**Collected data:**
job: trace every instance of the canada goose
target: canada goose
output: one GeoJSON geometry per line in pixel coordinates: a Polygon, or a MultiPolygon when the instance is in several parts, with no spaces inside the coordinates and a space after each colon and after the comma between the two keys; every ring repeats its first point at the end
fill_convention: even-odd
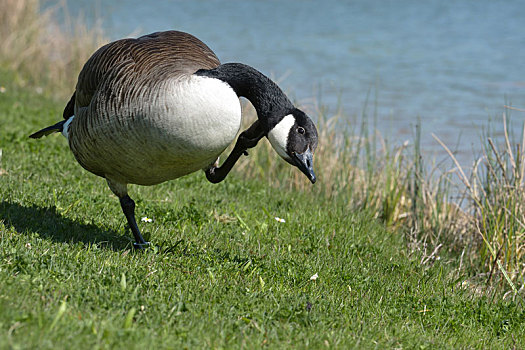
{"type": "Polygon", "coordinates": [[[312,120],[268,77],[244,64],[221,64],[187,33],[152,33],[99,48],[82,68],[63,116],[30,137],[64,134],[80,165],[105,178],[118,196],[136,248],[149,243],[135,220],[130,183],[155,185],[199,169],[220,182],[263,136],[279,156],[316,180],[312,120]],[[253,104],[258,120],[219,167],[219,155],[241,126],[239,97],[253,104]]]}

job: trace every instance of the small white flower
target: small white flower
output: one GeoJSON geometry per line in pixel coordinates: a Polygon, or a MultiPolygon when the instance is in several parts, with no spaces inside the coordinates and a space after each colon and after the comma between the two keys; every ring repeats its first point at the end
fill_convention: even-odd
{"type": "Polygon", "coordinates": [[[5,86],[0,86],[0,94],[4,94],[7,91],[5,86]]]}
{"type": "Polygon", "coordinates": [[[150,219],[147,216],[145,216],[142,219],[140,219],[140,221],[142,221],[142,222],[153,222],[153,219],[150,219]]]}
{"type": "Polygon", "coordinates": [[[26,248],[27,248],[27,249],[31,249],[31,243],[29,243],[29,242],[26,243],[26,248]]]}
{"type": "Polygon", "coordinates": [[[281,219],[280,217],[277,217],[277,216],[275,217],[275,220],[277,220],[277,221],[279,221],[281,223],[285,223],[286,222],[286,220],[281,219]]]}
{"type": "Polygon", "coordinates": [[[310,277],[310,281],[315,281],[317,279],[317,277],[319,277],[319,275],[316,273],[315,275],[310,277]]]}

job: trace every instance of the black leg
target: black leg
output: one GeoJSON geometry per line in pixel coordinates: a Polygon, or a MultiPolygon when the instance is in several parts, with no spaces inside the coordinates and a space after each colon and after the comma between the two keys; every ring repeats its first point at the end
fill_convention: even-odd
{"type": "Polygon", "coordinates": [[[123,197],[120,197],[119,199],[122,211],[124,212],[124,215],[126,215],[126,219],[128,219],[128,224],[131,228],[131,232],[133,232],[133,236],[135,236],[136,242],[133,243],[133,246],[136,249],[147,248],[149,246],[149,242],[146,242],[140,234],[139,227],[137,226],[137,221],[135,220],[135,202],[127,194],[123,197]]]}
{"type": "Polygon", "coordinates": [[[259,121],[256,121],[252,124],[247,130],[242,132],[237,139],[235,147],[233,147],[232,152],[228,158],[224,161],[222,166],[212,166],[209,169],[205,170],[206,178],[212,183],[218,183],[226,178],[226,175],[233,168],[237,160],[244,154],[248,155],[247,149],[255,147],[257,142],[265,136],[265,132],[259,124],[259,121]]]}

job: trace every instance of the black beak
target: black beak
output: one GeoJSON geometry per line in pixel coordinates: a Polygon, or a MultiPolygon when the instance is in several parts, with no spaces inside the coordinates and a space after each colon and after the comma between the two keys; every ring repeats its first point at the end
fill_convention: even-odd
{"type": "Polygon", "coordinates": [[[317,180],[314,174],[314,155],[310,151],[310,147],[303,153],[292,153],[295,166],[299,168],[306,175],[306,177],[314,184],[317,180]]]}

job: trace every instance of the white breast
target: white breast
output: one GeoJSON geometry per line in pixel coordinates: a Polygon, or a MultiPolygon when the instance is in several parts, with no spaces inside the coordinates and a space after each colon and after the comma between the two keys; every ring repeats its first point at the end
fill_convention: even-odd
{"type": "Polygon", "coordinates": [[[165,101],[157,104],[163,133],[181,152],[222,152],[241,125],[241,105],[233,89],[221,80],[191,75],[168,83],[165,101]],[[176,140],[176,141],[175,141],[176,140]]]}

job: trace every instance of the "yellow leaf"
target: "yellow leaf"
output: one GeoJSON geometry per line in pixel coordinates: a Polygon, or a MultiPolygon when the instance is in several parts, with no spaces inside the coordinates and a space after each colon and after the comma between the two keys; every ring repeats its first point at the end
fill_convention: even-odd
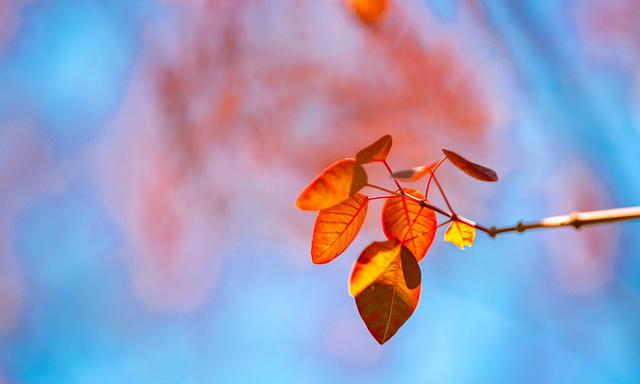
{"type": "Polygon", "coordinates": [[[462,250],[464,250],[465,246],[472,246],[475,239],[476,229],[458,220],[449,224],[449,228],[447,228],[447,231],[444,233],[444,241],[453,243],[462,250]]]}

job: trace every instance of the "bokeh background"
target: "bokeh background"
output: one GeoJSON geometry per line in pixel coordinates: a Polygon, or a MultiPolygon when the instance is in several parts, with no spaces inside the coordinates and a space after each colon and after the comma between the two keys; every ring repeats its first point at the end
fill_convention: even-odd
{"type": "Polygon", "coordinates": [[[387,5],[0,0],[0,383],[640,382],[640,224],[439,241],[381,347],[381,204],[325,266],[293,204],[385,133],[487,225],[640,204],[640,3],[387,5]]]}

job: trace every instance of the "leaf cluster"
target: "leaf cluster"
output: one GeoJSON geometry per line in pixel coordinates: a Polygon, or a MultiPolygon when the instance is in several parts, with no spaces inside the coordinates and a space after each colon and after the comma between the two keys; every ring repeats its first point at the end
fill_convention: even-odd
{"type": "Polygon", "coordinates": [[[393,172],[387,163],[392,138],[385,135],[360,150],[355,158],[338,160],[324,169],[296,200],[304,211],[318,211],[311,239],[311,261],[326,264],[342,254],[358,235],[367,216],[369,202],[384,200],[382,227],[386,239],[367,246],[355,261],[349,279],[349,293],[355,298],[360,317],[380,344],[387,342],[411,317],[420,299],[425,258],[437,229],[449,224],[444,240],[460,249],[473,245],[475,223],[463,219],[451,207],[436,177],[448,161],[465,174],[482,181],[497,181],[497,174],[443,148],[444,157],[409,169],[393,172]],[[364,165],[383,164],[391,176],[393,190],[370,184],[364,165]],[[401,182],[427,178],[425,193],[401,182]],[[429,201],[432,181],[440,190],[448,210],[429,201]],[[365,187],[388,195],[368,196],[365,187]],[[447,217],[440,225],[436,212],[447,217]]]}

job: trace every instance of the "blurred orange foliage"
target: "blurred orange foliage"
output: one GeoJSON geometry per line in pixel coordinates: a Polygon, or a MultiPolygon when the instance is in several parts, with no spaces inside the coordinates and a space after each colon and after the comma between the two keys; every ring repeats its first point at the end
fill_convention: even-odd
{"type": "MultiPolygon", "coordinates": [[[[238,175],[252,185],[260,180],[268,185],[266,180],[273,178],[264,175],[270,170],[278,169],[281,175],[317,172],[344,157],[362,137],[387,132],[406,147],[394,161],[415,163],[437,151],[424,140],[426,135],[481,143],[495,121],[490,91],[481,87],[481,66],[469,60],[455,41],[427,39],[418,31],[410,17],[416,14],[415,4],[298,0],[167,0],[165,4],[177,15],[175,28],[149,27],[141,64],[145,75],[134,78],[131,92],[136,96],[129,98],[122,117],[123,137],[138,134],[126,126],[149,127],[136,140],[152,150],[127,149],[126,140],[114,141],[126,156],[123,161],[136,164],[130,187],[120,190],[117,209],[127,212],[131,202],[145,201],[151,190],[158,194],[152,201],[164,201],[164,205],[144,203],[145,218],[131,218],[125,224],[136,233],[137,246],[145,249],[137,253],[147,255],[136,256],[146,261],[136,261],[134,275],[140,274],[145,282],[157,281],[149,285],[150,291],[162,291],[166,284],[152,260],[174,260],[167,268],[184,273],[191,271],[188,263],[210,269],[202,268],[205,256],[185,254],[203,247],[189,243],[201,241],[187,234],[202,232],[203,225],[184,228],[191,225],[187,217],[202,217],[208,230],[216,222],[234,223],[226,207],[246,195],[250,199],[245,200],[270,210],[270,220],[295,223],[287,199],[270,188],[256,194],[234,187],[238,183],[229,180],[238,175]],[[362,19],[364,14],[369,15],[366,20],[377,18],[375,25],[362,19]],[[219,161],[233,164],[233,171],[213,174],[212,164],[219,161]],[[174,189],[146,185],[146,180],[155,178],[170,180],[174,189]],[[194,197],[202,199],[200,204],[183,201],[194,197]],[[167,209],[161,220],[154,219],[162,209],[157,206],[167,209]],[[172,215],[177,209],[180,214],[172,215]],[[165,248],[164,256],[143,245],[153,243],[166,228],[181,228],[184,236],[175,235],[177,245],[165,248]]],[[[429,23],[421,21],[436,28],[429,23]]],[[[176,273],[177,280],[187,278],[176,273]]],[[[163,294],[157,296],[162,300],[163,294]]]]}
{"type": "Polygon", "coordinates": [[[387,0],[346,0],[346,3],[365,24],[379,22],[389,6],[387,0]]]}

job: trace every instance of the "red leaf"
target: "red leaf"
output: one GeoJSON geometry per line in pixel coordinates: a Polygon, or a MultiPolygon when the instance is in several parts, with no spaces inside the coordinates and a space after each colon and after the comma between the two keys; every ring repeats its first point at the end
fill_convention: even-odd
{"type": "Polygon", "coordinates": [[[385,161],[391,150],[391,136],[384,135],[375,143],[362,149],[356,155],[356,161],[360,164],[371,163],[374,161],[385,161]]]}
{"type": "Polygon", "coordinates": [[[498,181],[498,174],[493,169],[473,163],[446,148],[442,148],[442,152],[447,156],[451,164],[458,167],[467,175],[482,181],[498,181]]]}
{"type": "Polygon", "coordinates": [[[367,196],[356,193],[318,212],[311,240],[311,261],[325,264],[338,257],[356,238],[367,215],[367,196]]]}
{"type": "Polygon", "coordinates": [[[400,243],[397,240],[375,241],[362,251],[353,265],[349,279],[349,294],[358,296],[371,285],[389,263],[398,257],[400,243]]]}
{"type": "Polygon", "coordinates": [[[347,200],[367,184],[367,172],[355,159],[343,159],[328,166],[296,200],[303,211],[320,211],[347,200]]]}
{"type": "Polygon", "coordinates": [[[402,273],[404,274],[404,281],[407,284],[407,288],[414,289],[420,285],[420,281],[422,280],[418,260],[416,260],[413,253],[403,245],[400,250],[400,261],[402,261],[402,273]]]}
{"type": "MultiPolygon", "coordinates": [[[[423,199],[424,196],[413,188],[404,188],[405,193],[423,199]]],[[[408,197],[392,197],[382,207],[382,226],[388,239],[403,241],[407,248],[421,261],[436,234],[438,223],[431,209],[423,208],[408,197]],[[413,223],[413,225],[411,225],[413,223]],[[407,232],[410,233],[407,235],[407,232]]]]}
{"type": "Polygon", "coordinates": [[[396,334],[420,300],[421,285],[410,289],[404,281],[398,255],[371,285],[356,296],[360,317],[380,344],[396,334]]]}

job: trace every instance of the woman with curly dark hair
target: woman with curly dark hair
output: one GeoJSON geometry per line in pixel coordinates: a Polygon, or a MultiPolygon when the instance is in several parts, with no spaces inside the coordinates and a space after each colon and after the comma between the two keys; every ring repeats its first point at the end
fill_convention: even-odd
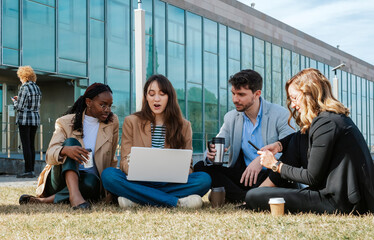
{"type": "Polygon", "coordinates": [[[38,179],[37,197],[22,195],[20,204],[70,202],[90,209],[86,201],[105,194],[101,173],[117,166],[118,118],[111,112],[112,90],[94,83],[79,97],[56,127],[46,153],[47,166],[38,179]]]}
{"type": "Polygon", "coordinates": [[[191,123],[183,118],[177,94],[163,75],[151,76],[144,85],[142,109],[125,118],[122,127],[121,169],[107,168],[102,180],[118,197],[120,207],[140,205],[199,208],[211,184],[205,172],[193,172],[187,183],[127,180],[131,147],[192,149],[191,123]]]}

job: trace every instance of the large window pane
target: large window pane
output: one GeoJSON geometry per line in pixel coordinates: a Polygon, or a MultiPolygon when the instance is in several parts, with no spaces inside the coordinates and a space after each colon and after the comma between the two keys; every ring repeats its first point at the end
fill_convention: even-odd
{"type": "Polygon", "coordinates": [[[361,92],[361,78],[356,78],[356,87],[357,87],[357,127],[362,131],[362,92],[361,92]]]}
{"type": "MultiPolygon", "coordinates": [[[[233,59],[229,59],[229,76],[232,76],[234,75],[235,73],[239,72],[240,71],[240,61],[238,60],[233,60],[233,59]]],[[[228,92],[229,92],[229,111],[230,110],[233,110],[235,109],[235,105],[234,103],[230,100],[231,99],[231,85],[229,85],[229,89],[228,89],[228,92]]]]}
{"type": "Polygon", "coordinates": [[[356,76],[355,75],[352,75],[351,86],[352,86],[351,118],[352,118],[353,122],[357,125],[357,83],[356,83],[356,76]]]}
{"type": "Polygon", "coordinates": [[[192,146],[194,152],[204,151],[203,94],[200,84],[188,83],[188,120],[192,126],[192,146]]]}
{"type": "Polygon", "coordinates": [[[227,88],[227,27],[219,25],[219,82],[221,88],[227,88]]]}
{"type": "MultiPolygon", "coordinates": [[[[240,62],[240,32],[229,28],[229,59],[240,62]]],[[[240,65],[239,65],[240,68],[240,65]]]]}
{"type": "Polygon", "coordinates": [[[204,53],[205,133],[210,139],[218,133],[217,55],[204,53]]]}
{"type": "Polygon", "coordinates": [[[265,96],[267,101],[272,100],[272,71],[271,71],[271,43],[265,42],[265,93],[262,96],[265,96]]]}
{"type": "Polygon", "coordinates": [[[284,86],[286,82],[291,78],[291,51],[283,48],[282,51],[282,105],[286,106],[287,94],[284,86]]]}
{"type": "Polygon", "coordinates": [[[23,65],[55,71],[55,9],[23,1],[23,65]]]}
{"type": "Polygon", "coordinates": [[[184,10],[168,5],[168,40],[184,44],[184,10]]]}
{"type": "Polygon", "coordinates": [[[177,92],[179,105],[185,115],[184,74],[184,45],[168,42],[168,78],[177,92]]]}
{"type": "Polygon", "coordinates": [[[217,23],[204,18],[204,51],[218,53],[217,23]]]}
{"type": "Polygon", "coordinates": [[[254,38],[254,70],[258,72],[261,77],[265,75],[265,42],[261,39],[254,38]]]}
{"type": "Polygon", "coordinates": [[[166,75],[166,38],[165,38],[165,3],[160,0],[155,1],[155,70],[156,73],[166,75]]]}
{"type": "Polygon", "coordinates": [[[168,78],[177,91],[183,115],[185,103],[184,10],[168,5],[168,78]]]}
{"type": "Polygon", "coordinates": [[[3,62],[5,64],[18,66],[19,56],[18,51],[14,49],[3,48],[3,62]]]}
{"type": "Polygon", "coordinates": [[[282,57],[282,50],[280,47],[273,45],[272,49],[273,53],[273,64],[272,64],[272,76],[273,76],[273,103],[282,104],[282,64],[281,64],[281,57],[282,57]]]}
{"type": "Polygon", "coordinates": [[[242,33],[242,69],[253,69],[253,38],[242,33]]]}
{"type": "Polygon", "coordinates": [[[130,72],[108,68],[108,85],[113,91],[112,111],[117,114],[122,126],[123,120],[130,114],[130,72]]]}
{"type": "Polygon", "coordinates": [[[202,83],[202,41],[201,17],[187,12],[187,70],[188,82],[202,83]]]}
{"type": "Polygon", "coordinates": [[[104,1],[90,0],[90,17],[104,21],[104,1]]]}
{"type": "Polygon", "coordinates": [[[300,55],[292,52],[292,76],[300,71],[300,55]]]}
{"type": "Polygon", "coordinates": [[[108,0],[108,66],[130,70],[129,2],[108,0]]]}
{"type": "Polygon", "coordinates": [[[19,1],[3,0],[3,47],[19,49],[19,1]],[[6,33],[6,34],[5,34],[6,33]]]}
{"type": "Polygon", "coordinates": [[[58,2],[58,56],[86,62],[86,0],[58,2]]]}
{"type": "Polygon", "coordinates": [[[342,85],[340,87],[340,91],[342,92],[342,103],[344,106],[348,106],[348,80],[347,80],[347,72],[342,71],[342,85]]]}
{"type": "Polygon", "coordinates": [[[104,22],[90,23],[90,83],[104,83],[104,22]]]}

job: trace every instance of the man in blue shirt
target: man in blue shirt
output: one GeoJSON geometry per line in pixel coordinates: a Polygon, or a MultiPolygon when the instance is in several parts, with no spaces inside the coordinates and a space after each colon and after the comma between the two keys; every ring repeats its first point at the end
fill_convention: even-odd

**Requirement:** Your task is to copy every line in the entries that holds the string "window".

**Response to this exercise:**
job: trace every instance of the large window pane
target: large window pane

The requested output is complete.